▶ [SELECTION]:

Los Amigos Invisibles
Venezuelans, based in New York: Latin funk and disco. The keyboard player took his shirt off and the singer wore purple sunglasses. I took a photograph more or less up his nose.




The keyboard player still had his shirt on at this point.



Mairtin O'Connor Trio
An Irish trio with O'Connor on accordion. Then there's a fiddler and guitarist. O'Connor lives near the site of an old monastery, he told us, and his white hair falls all around from a single point at the crown of his head like a friar's.

The Public Opinion Afro Orchestra
A Melbourne-based Afrobeat band, with brass, dancers, socially-conscious lyrics, and the big-band Nigerian sound, but the cold was starting to kick in, and I wasn't paying attention.







Lepisto & Lehti
I do not understand the Finnish enthusiasm for tango.

Hypnotic Brass Ensemble
Witness: a man who can play the trumpet with one hand and grab his crotch with the other. From Chicago, an all-brass party band with effective audience management tactics. "Let me hear you say Yeah Yeah!" -- and bob up and down, while they played synchronised strutting urban horns -- which was huge fun. Respect to the man with the tuba, who had to keep both hands on his instrument and so got locked out of the crotch-grabbing and audience-waving-at sides of things. "Everybody, even the cool motherfuckers, all right, get down a little low."

Babylon Circus
Some time after I saw them perform I walked past the table near the CD tent where they were signing autographs, and a quivering plump tween boy came to the front of the line, and said passionately, "That was so good. I am totally in love with you." He seemed more sincere than the girl who loved Eliades Ochoa. Someone had handed the band members a lilac-dyed long-haired chihuahua. One of them tucked it inside his jacket.







Eliades Ochoa
Former Buena Vista Social Club member making the most of an adoring crowd. We were "alle grande familia," he said, or however it's spelt. My Spanish is on a level with his English, which seems to consist of one sentence: "My English is … no good." Nobody gave a damn about languages at this point, everybody loved him. Then he played "Chan Chan" and everybody loved him even more. (On the subject of languages, I've noticed that bands who come from non-European nations will address us with whatever European language they know, even if it's not English. As far as most of the crowd is concerned they might as well go on speaking Wolof or Mandarin. It would lead to less confusion. I think we once convinced a Tuareg we could all understand French because we shouted, "Oui, oui," obligingly during a pause in his speech when he looked at us. On the other hand, each performer usually attracts at least a small group of their -- what's the word I want here? Their home team? Who will understand the language. My mind has been arrested by the memory of the Portuguese who roared into Mariza's concert years ago, waving football scarves. Every time a Greek group plays we end up with a circle dance, which I love very much and sometimes even deign to get involved in.)

Gilles Peterson
Late night UK DJ stationed near Gate Two. I hung around his set for a while on the way out. He was working through a string of African-American samples when I heard him: Nina Simone, and a rapper I didn't recognise.

▶ [COLLECTED MATERIAL]:
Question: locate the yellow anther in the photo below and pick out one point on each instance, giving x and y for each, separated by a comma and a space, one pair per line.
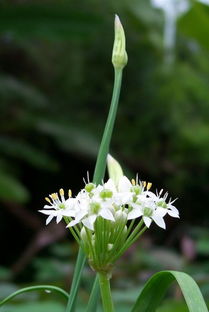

▶ [WORK INSTRUCTIONS]:
1. In the festival review, what did one of the Babylon Circus band members do with the lilac-dyed chihuahua?
2. Carry the festival review forward, picking up right after its final sentence about the Gilles Peterson set.

▶ [RESPONSE LIST]:
1. He tucked it inside his jacket.

2.
Ross Daly & Ensemble
Cretan music. Daly has the kind of dedication that Musique du Monde attributes to Mr Severe. Intricate, measured, intelligent -- music that the musician has to pay attention to in order to play it at all, and so, so do you, to listen. The impression you come away with is one of profound integrity, your brain washed clean and beautiful by the effort of listening. Ended with a circle dance, the leading man tucking one hand behind his hip, the fingers gathered loosely together at the tips.

Unified Gecko
Turkish-Israeli-Australian folk-rock band. I recall liking them at the time but don't remember what they sounded like. Sorry, Unified Gecko. According to my notepad I was standing, waiting for them to start playing when I overheard this exchange:


"Are these guys Aussies? No. They're not Unified Gecko?"

"Yes."

"From Melbourne. Oh, Melbourne" as if this explained a lot.


On a tangent, I heard someone else at a different venue talking about their favourite Womadelaide act. "I think the best show I've seen was a few years ago, the overtone singers. Did you hear the Tuvan overtone singers? From Siberia?"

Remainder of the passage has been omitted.